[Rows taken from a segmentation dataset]
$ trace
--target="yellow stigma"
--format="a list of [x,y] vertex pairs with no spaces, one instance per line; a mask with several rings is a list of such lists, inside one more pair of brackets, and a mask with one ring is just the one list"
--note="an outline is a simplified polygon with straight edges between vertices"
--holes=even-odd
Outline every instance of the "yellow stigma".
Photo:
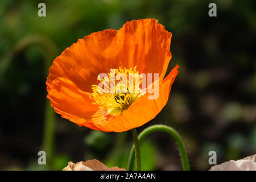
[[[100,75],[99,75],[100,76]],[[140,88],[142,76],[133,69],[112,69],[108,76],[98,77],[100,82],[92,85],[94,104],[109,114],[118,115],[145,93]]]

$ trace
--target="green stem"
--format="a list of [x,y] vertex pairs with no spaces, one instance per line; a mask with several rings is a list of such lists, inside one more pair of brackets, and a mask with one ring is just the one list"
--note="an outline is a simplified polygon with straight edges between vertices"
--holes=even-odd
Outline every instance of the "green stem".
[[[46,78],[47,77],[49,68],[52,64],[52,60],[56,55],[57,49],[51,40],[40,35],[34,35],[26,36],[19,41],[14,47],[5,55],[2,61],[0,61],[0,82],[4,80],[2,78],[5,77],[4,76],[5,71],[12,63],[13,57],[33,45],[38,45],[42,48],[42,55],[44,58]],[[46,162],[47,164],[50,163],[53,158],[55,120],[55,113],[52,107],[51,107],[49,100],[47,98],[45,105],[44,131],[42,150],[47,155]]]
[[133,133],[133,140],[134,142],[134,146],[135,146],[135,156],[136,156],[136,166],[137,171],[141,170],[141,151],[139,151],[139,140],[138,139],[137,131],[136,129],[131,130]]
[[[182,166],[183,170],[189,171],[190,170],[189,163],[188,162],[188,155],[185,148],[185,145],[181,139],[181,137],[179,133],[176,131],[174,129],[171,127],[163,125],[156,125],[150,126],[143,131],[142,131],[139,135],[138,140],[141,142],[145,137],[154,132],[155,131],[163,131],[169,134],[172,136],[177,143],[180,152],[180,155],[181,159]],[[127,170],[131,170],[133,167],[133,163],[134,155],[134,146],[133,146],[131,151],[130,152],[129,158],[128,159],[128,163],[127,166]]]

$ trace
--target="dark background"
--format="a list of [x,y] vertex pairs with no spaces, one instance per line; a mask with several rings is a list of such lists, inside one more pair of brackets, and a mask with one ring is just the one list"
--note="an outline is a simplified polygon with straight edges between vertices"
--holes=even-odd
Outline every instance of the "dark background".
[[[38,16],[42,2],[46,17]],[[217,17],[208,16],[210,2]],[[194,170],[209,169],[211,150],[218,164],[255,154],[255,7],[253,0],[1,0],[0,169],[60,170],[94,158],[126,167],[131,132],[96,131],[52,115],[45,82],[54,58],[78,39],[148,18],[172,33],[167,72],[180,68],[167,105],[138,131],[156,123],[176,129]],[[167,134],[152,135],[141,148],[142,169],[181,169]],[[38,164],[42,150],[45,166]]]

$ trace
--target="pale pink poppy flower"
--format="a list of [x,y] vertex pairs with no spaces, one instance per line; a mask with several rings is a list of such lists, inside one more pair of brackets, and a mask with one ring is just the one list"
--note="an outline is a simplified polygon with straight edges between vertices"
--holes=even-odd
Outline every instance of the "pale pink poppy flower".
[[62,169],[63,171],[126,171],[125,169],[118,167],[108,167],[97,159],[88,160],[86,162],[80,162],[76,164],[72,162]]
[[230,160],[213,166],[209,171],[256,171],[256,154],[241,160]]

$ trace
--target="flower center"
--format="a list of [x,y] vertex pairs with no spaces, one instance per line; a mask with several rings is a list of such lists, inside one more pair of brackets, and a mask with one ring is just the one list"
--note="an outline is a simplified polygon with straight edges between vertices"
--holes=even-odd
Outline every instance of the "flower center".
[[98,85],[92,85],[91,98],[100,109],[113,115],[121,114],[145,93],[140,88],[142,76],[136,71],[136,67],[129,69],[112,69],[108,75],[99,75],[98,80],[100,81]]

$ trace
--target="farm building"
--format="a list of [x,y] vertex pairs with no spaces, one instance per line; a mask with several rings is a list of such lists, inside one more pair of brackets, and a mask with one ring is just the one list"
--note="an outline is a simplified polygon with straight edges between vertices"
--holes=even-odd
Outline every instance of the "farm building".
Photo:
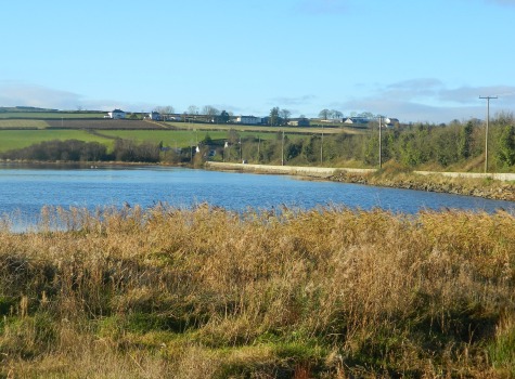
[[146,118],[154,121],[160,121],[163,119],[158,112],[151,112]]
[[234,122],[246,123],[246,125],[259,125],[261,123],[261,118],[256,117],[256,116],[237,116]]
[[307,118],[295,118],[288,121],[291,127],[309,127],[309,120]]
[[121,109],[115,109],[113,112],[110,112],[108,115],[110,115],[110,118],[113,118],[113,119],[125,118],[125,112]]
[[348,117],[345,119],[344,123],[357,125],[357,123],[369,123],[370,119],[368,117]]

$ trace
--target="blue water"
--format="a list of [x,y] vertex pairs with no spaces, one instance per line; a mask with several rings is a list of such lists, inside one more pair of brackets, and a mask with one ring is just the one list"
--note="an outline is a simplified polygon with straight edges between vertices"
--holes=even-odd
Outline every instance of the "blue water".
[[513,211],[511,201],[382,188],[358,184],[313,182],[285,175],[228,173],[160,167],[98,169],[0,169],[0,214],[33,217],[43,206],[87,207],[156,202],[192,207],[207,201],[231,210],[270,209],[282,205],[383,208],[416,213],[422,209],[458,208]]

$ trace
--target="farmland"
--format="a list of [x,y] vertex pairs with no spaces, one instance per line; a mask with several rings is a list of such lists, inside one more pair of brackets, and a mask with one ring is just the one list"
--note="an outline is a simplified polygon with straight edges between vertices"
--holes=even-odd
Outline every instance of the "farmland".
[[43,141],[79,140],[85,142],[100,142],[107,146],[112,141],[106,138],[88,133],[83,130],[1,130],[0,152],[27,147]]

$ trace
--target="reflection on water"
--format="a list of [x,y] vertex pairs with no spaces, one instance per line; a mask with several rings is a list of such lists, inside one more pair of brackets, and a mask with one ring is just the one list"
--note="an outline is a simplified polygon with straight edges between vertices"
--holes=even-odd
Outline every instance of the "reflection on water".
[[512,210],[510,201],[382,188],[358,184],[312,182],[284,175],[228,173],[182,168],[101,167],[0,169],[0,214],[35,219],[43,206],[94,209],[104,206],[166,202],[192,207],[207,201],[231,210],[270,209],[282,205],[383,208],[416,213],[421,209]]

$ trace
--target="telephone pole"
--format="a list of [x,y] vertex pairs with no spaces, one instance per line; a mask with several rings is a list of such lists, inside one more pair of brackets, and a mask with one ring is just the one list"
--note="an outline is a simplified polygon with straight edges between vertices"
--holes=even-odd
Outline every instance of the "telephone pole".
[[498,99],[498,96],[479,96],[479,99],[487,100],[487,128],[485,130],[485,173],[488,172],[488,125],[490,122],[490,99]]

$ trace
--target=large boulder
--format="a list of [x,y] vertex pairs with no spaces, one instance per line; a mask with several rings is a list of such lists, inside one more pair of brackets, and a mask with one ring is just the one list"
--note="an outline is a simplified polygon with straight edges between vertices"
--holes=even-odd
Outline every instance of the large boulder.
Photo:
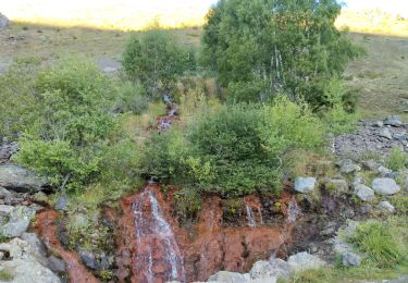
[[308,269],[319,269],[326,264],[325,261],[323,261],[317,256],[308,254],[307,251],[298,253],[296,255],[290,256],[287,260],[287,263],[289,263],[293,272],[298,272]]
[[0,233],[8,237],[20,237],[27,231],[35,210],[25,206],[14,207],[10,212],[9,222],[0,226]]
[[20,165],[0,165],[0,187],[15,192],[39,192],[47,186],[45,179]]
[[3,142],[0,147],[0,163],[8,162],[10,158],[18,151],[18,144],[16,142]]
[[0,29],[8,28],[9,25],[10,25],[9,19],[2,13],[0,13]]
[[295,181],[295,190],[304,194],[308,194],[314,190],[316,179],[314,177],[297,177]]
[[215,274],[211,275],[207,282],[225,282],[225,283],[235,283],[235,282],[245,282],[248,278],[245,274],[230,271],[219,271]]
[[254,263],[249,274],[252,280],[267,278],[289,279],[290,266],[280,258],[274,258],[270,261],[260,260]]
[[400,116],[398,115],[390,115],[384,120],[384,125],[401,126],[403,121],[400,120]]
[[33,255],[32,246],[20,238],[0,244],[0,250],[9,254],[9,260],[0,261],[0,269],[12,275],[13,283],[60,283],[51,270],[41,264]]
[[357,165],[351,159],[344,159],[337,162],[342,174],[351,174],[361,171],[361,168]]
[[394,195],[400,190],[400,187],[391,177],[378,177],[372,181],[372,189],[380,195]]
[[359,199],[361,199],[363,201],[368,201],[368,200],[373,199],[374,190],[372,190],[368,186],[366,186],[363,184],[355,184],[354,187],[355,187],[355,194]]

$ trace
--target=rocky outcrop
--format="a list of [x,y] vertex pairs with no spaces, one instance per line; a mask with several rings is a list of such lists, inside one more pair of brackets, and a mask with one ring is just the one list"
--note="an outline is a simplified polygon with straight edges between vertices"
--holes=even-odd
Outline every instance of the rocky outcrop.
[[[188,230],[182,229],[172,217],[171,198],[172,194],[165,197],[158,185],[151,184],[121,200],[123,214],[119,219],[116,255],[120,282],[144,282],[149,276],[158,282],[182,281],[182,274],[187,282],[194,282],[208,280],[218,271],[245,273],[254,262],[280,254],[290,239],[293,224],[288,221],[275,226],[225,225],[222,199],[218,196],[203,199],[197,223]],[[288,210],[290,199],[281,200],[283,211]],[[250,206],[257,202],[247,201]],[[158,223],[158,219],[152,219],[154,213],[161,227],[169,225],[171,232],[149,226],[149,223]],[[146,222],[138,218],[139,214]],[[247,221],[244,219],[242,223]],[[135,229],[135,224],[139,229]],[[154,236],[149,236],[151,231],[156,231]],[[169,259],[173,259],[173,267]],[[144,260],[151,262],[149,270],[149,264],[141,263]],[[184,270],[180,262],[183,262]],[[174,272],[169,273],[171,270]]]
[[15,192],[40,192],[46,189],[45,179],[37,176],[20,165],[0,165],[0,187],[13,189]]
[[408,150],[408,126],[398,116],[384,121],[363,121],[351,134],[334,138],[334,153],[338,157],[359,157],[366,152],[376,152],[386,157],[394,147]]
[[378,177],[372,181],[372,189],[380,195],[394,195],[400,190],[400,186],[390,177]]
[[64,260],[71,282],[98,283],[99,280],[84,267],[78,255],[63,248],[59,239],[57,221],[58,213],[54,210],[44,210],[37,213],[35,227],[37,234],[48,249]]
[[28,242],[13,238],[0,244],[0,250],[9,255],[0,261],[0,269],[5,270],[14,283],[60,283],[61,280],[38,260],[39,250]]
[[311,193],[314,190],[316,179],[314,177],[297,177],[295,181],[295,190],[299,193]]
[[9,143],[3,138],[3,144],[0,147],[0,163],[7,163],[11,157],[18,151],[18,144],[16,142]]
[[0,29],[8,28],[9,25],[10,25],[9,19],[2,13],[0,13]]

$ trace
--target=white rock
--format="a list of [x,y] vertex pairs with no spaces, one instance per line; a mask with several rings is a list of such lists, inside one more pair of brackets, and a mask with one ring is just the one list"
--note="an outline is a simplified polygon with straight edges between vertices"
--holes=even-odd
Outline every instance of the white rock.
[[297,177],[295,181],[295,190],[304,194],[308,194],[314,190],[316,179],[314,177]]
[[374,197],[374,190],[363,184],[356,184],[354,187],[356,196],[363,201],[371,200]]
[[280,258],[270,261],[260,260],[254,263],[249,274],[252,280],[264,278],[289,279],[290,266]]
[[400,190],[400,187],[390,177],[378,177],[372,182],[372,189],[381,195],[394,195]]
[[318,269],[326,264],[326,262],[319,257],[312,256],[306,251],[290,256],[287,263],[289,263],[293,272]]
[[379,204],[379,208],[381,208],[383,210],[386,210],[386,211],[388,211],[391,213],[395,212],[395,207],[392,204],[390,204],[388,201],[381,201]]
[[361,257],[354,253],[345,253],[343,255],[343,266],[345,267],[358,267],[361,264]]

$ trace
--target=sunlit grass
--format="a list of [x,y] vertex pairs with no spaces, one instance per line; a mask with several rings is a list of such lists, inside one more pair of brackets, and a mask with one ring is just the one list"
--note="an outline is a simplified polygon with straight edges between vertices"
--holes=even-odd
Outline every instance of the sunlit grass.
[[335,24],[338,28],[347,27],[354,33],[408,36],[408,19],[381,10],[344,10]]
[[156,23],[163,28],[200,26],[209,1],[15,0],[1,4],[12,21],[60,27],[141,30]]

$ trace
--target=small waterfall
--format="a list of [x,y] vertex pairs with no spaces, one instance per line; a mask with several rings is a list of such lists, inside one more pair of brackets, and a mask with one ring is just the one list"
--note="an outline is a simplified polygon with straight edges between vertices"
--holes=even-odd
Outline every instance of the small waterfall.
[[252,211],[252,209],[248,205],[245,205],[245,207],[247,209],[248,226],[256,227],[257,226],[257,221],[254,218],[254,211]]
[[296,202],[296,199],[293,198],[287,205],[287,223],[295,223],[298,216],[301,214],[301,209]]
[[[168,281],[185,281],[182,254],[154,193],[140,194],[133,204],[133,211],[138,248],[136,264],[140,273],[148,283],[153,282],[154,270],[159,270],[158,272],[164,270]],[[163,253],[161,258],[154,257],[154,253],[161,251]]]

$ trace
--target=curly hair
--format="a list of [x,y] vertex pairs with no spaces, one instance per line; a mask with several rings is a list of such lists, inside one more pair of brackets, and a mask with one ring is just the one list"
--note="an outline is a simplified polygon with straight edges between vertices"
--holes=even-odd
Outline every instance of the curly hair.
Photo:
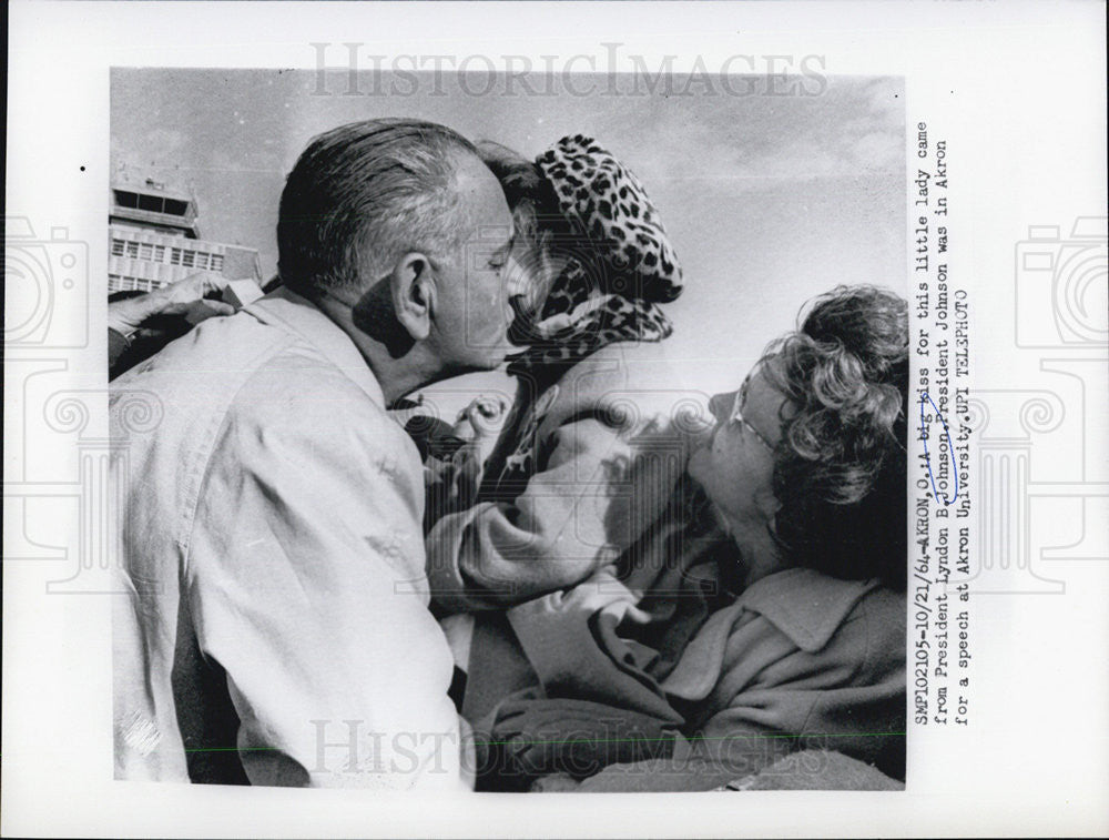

▶ Exercise task: Find each line in the listing above that contains the string “curly”, and copy those lines out in full. Case counts.

▶ Task answer:
--target=curly hair
Outline every instance of the curly hair.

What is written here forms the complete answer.